▶ **What is needed**: Look through the entries for the string "instance" and copy every line where it shows up.

[Stored data]

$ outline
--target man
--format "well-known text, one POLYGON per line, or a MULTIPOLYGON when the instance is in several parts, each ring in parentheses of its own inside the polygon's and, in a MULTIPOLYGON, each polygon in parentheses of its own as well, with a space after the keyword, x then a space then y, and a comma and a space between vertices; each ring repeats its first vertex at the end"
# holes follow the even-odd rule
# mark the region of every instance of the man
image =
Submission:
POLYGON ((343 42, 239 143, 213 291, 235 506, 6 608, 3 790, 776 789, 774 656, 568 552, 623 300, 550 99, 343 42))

▶ **Answer box**:
--format "well-known text, one POLYGON per line, or a MULTIPOLYGON when the instance is in several parts, each ring in parentheses of its own inside the polygon's and, in a MULTIPOLYGON, each polygon in parentheses of its own as well, with a space after the keyword, x then a space then y, and a comma and a space between vertices; each ring repeats its first vertex at the end"
# mark the region of every instance of the man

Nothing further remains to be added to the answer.